**** RECORDS TO PROCESS
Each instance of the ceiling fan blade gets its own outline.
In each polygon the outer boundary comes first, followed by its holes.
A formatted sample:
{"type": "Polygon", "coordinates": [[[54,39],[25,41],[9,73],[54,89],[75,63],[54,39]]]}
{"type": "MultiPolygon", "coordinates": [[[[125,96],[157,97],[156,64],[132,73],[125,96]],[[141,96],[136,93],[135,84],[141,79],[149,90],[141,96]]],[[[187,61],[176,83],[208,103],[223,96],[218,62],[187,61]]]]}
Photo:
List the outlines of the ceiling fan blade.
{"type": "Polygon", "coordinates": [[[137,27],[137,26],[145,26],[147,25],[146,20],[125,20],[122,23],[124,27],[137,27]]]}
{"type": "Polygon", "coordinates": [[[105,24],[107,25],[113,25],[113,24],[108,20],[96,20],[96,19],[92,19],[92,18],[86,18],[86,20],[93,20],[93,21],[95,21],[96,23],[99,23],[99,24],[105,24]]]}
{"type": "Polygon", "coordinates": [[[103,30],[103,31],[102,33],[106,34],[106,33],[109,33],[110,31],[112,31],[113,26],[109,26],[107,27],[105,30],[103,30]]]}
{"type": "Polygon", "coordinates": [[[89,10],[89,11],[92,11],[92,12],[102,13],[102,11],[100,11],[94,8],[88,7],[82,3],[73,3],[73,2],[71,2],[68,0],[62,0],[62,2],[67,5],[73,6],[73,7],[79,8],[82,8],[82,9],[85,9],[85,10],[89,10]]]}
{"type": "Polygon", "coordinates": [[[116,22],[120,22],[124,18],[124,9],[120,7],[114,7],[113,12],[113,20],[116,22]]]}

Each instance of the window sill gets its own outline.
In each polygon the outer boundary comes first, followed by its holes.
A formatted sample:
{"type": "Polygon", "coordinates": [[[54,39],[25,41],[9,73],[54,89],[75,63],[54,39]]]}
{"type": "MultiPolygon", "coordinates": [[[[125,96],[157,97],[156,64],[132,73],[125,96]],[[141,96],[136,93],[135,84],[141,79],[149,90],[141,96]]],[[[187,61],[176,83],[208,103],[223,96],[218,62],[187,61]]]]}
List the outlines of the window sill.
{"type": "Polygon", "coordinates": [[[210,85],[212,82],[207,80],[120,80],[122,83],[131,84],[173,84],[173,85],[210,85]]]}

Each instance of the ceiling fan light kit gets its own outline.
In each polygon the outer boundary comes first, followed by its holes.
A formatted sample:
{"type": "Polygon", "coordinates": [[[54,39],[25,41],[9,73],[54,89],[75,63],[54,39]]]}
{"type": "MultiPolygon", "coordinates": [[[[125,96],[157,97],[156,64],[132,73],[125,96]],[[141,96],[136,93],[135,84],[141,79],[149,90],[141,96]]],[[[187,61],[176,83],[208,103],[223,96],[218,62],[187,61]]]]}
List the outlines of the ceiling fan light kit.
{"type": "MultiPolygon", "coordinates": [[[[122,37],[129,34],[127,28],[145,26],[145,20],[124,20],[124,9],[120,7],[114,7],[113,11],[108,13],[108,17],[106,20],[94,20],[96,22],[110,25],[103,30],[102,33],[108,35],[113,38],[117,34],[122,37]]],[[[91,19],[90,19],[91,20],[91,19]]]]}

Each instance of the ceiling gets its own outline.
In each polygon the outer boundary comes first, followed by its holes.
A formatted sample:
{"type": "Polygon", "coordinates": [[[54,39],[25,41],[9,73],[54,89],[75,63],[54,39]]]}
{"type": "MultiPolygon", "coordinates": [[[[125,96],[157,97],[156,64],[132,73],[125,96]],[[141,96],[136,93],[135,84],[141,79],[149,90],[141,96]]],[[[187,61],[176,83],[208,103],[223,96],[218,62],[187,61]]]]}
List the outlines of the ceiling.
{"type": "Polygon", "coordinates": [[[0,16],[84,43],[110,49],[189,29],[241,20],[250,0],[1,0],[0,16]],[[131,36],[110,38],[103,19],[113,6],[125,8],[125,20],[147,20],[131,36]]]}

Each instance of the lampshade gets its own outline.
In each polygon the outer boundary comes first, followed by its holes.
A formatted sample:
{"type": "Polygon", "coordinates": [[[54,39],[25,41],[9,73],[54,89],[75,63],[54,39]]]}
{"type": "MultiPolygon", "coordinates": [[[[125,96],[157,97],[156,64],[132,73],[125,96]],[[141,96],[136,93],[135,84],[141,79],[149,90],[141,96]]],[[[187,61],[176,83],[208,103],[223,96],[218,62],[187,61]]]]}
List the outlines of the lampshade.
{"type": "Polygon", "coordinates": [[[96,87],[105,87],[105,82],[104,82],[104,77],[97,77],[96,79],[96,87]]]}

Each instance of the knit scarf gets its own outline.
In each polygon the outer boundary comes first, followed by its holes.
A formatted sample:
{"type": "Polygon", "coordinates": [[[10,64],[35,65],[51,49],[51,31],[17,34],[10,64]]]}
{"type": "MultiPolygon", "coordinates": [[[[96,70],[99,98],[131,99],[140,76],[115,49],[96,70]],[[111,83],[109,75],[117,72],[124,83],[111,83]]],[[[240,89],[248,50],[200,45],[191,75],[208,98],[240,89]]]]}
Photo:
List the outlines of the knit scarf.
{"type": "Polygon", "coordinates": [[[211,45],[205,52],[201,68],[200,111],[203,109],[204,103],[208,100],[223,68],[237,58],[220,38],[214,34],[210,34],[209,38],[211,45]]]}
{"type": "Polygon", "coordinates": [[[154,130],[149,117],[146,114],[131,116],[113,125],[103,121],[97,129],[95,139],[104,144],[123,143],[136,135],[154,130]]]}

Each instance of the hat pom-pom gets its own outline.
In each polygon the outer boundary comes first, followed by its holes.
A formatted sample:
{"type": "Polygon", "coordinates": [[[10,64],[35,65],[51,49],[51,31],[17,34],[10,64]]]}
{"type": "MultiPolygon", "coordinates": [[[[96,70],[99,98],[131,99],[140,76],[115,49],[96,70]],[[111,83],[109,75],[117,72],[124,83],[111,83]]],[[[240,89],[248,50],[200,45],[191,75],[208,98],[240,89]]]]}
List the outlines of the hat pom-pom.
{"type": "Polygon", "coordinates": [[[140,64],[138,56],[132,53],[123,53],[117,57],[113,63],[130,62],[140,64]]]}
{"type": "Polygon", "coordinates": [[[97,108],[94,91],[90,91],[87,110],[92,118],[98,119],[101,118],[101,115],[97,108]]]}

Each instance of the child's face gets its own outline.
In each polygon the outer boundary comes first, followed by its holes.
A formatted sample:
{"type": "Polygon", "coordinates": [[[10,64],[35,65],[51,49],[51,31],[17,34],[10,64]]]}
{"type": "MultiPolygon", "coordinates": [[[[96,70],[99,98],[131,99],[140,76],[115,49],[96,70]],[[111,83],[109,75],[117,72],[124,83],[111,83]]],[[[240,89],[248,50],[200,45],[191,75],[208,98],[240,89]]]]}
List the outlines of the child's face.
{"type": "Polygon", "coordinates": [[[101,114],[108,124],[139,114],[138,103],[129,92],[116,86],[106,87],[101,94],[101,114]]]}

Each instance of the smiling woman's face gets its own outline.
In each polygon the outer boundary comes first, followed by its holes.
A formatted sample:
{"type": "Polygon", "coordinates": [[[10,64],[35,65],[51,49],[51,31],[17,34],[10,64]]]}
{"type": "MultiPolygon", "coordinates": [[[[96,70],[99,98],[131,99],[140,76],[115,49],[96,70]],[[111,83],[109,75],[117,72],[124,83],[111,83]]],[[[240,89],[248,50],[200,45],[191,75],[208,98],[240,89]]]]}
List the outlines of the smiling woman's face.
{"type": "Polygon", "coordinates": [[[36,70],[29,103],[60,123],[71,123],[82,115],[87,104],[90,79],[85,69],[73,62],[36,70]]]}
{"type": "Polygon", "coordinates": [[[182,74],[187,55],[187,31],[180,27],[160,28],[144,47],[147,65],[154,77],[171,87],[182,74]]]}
********
▶ **DIRECTIONS**
Convert the entries from the line containing "Each instance of the smiling" through the line containing "List the outlines of the smiling" into a Markdown table. Use the columns "Row" and "Line", and skip any blank lines.

▶ **EXERCISE SOLUTION**
| Row | Line |
|---|---|
| 1 | Each instance of the smiling woman's face gets its own outline. |
| 2 | In each polygon the outer boundary comes first, followed by its holes. |
| 3 | A formatted sample: |
| 4 | {"type": "Polygon", "coordinates": [[[10,64],[35,65],[51,49],[51,31],[17,34],[10,64]]]} |
| 5 | {"type": "MultiPolygon", "coordinates": [[[[96,70],[99,98],[131,99],[140,76],[115,49],[96,70]],[[111,83],[109,75],[117,72],[124,83],[111,83]]],[[[240,89],[248,50],[200,45],[191,75],[208,98],[240,89]]]]} |
| 6 | List the outlines of the smiling woman's face. |